— START —

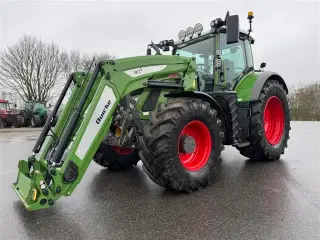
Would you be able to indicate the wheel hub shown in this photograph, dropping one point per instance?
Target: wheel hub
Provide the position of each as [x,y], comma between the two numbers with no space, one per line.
[187,144]
[194,145]
[274,120]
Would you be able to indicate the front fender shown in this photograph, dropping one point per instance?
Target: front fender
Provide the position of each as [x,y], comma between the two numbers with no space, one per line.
[263,77]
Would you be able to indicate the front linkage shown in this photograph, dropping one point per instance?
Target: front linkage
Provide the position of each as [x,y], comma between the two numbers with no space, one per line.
[62,154]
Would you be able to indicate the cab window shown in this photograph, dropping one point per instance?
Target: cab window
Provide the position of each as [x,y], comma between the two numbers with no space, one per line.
[234,59]
[203,52]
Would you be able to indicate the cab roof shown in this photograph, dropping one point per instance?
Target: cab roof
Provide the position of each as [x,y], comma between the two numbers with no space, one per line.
[208,32]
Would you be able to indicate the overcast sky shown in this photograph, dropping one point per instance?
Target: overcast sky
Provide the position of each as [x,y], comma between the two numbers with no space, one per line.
[287,32]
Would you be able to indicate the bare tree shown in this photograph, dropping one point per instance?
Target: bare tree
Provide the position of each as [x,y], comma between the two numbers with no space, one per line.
[32,69]
[305,103]
[78,62]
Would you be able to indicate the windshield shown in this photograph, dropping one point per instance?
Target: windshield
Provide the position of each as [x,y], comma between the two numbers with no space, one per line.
[203,52]
[4,106]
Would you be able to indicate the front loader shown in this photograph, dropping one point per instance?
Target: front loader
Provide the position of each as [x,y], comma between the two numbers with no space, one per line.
[174,113]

— END —

■ **WRITTEN INSTRUCTION**: All entries are to be retyped exactly. Omit any embedded images.

■ **RESPONSE**:
Would you be able to indicate the wheel hub shown in this photograph, dropping one point per instance?
Target: wheel hub
Provide the position of each as [x,y], comma between the two numbers with no space, one per line.
[187,144]
[194,145]
[274,120]
Would you be able to indicate the front fender shown in this photograph, dropping one point per instance?
Target: front fender
Provide the position of each as [x,y], comma between the two numbers with no space, one per line.
[263,77]
Would you be able to indicate the front linkage shown in this photograph, dropping one point per instance?
Target: front linkage
Provide the position of each as [x,y], comma between the two numbers with no space, one per line.
[62,154]
Would you be able to indicate the cab window shown in this photograph, dropping one point per instance?
Target: cab window
Provide the position of each as [x,y], comma between the two numbers with no space, one per line.
[234,59]
[203,52]
Would you be able to indicate the cab roof shown in this photograph, dropping one point per instance?
Target: cab roof
Provide the position of each as [x,y], comma between the two numbers with no space, one per line.
[208,32]
Would you be able to indicate the overcast sky shown in this photograph, dropping one point per instance?
Target: overcast sky
Provide the position of each as [x,y], comma between the two numbers with no space, one per line.
[287,32]
Would you be able to indicate the bare tree shown in this photograph, dropping one point per instance?
Target: bare tree
Provide the position of each as [x,y], comma between the two numbers with no space, one per line.
[32,69]
[305,103]
[78,62]
Would you be able to indicate the windshield shown in this photograph, dropping one point per instance?
Target: windshield
Provide the position of each as [x,y], comma between the two numbers with no space, one per line.
[203,52]
[4,106]
Would you be able to indicate the front loader shown in this photograph, dropping one point per instance?
Target: front loader
Provide the position of each as [x,y], comma between the two numbers with no space, one per line.
[174,113]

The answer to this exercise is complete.